Listed records -
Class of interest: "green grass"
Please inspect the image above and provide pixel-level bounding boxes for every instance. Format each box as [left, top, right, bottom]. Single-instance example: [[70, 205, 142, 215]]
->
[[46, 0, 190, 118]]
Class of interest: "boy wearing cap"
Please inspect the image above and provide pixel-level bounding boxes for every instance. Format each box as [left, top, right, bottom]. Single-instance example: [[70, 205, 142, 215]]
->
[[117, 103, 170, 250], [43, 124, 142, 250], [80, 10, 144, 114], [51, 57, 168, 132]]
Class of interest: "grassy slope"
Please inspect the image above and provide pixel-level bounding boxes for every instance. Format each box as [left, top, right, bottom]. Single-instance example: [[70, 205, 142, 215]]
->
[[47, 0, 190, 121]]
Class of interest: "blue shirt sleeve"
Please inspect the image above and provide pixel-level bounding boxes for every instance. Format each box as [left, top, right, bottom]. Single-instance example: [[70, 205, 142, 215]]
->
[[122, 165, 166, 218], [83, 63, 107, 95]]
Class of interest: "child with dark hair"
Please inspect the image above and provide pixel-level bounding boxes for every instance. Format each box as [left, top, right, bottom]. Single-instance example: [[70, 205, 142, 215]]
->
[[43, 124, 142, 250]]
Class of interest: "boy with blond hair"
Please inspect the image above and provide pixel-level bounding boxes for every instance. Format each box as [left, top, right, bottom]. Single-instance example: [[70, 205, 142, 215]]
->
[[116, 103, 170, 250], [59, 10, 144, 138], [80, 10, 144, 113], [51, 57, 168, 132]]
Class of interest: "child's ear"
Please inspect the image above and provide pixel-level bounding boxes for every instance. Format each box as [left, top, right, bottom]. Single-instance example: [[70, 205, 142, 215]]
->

What you have to do - Put every line of the records above into a numbered list, one line per item, and leave out any blank lines.

Response to this task -
1. Class of interest: "green grass"
2. Please inspect the image above and provide pixel-level bounding boxes for every instance. Format each box as [left, top, right, bottom]. Single-instance example: [[70, 205, 142, 215]]
3. ->
4. [[46, 0, 190, 118]]
5. Class of interest: "boy wearing cap"
6. Please inspect the image above and provide pixel-level bounding boxes for every instance. Format each box as [left, top, right, bottom]. Single-instance example: [[70, 205, 142, 215]]
7. ->
8. [[117, 103, 170, 250], [43, 124, 142, 250], [80, 10, 144, 114], [51, 57, 168, 132]]
9. Class of interest: "grassy slope"
10. Please inspect the image above and provide pixel-level bounding boxes for every instance. Format each box as [left, top, right, bottom]. Single-instance example: [[70, 205, 142, 215]]
11. ->
12. [[47, 0, 190, 121]]
13. Class of interest: "blue shirt sleeve"
14. Please inspect the image above and provide pixel-level bounding boxes for every instance. Format each box as [left, top, right, bottom]. Single-instance example: [[70, 205, 142, 215]]
15. ->
16. [[122, 165, 166, 218], [83, 63, 107, 95]]
17. Class of interest: "child with dark hair"
18. Please inspect the image above and provide pixel-level bounding boxes for every instance. Format each box as [left, top, right, bottom]. Single-instance example: [[70, 205, 142, 215]]
19. ->
20. [[43, 124, 142, 250]]
21. Class of interest: "boy with blond hair"
22. Please inspect the image above and provide pixel-level bounding boxes for every instance. Format each box as [left, top, right, bottom]. Single-instance example: [[70, 205, 142, 215]]
23. ->
24. [[116, 103, 170, 250], [59, 10, 144, 138], [80, 10, 144, 113], [51, 57, 168, 132]]
25. Class of interest: "child's ear"
26. Please inspect the image above and provide pixel-level bounding boxes for every instance. Format each box as [left, top, right, bottom]. Single-instance example: [[70, 205, 142, 215]]
27. ->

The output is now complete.